- **Supplied records**:
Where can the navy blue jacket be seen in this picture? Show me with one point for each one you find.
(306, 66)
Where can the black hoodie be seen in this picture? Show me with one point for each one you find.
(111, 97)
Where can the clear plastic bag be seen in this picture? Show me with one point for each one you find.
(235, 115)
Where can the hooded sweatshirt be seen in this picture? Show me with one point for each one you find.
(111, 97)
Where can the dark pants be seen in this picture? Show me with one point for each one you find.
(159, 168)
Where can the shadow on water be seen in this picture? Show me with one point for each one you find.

* * *

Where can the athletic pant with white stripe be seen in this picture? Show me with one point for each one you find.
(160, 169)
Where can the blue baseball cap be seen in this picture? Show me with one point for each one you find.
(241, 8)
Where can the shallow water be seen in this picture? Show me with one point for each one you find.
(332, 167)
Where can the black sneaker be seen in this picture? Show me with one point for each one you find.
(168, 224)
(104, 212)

- **Requirement**: Give back, word for word, only the lines above from the line holding "Where can the navy" to the line holding "Where can the shadow", both included.

- **Exercise answer**:
Where can the navy blue jacket be seen in this picture? Show me with one point for each one you find.
(306, 66)
Where can the black hoodie be seen in this picture? Show me with one point for each one you find.
(111, 97)
Where can the clear plastic bag be seen in this picture? Show me with one point for each one you find.
(235, 115)
Where can the hooded sweatshirt be seen in this picture? Show me with one point for each one you find.
(111, 97)
Where can the dark pants be seen in this picture? Show me with one point for each one you find.
(159, 168)
Where can the shadow on water be seen in this picture? Show me with one point for each one you find.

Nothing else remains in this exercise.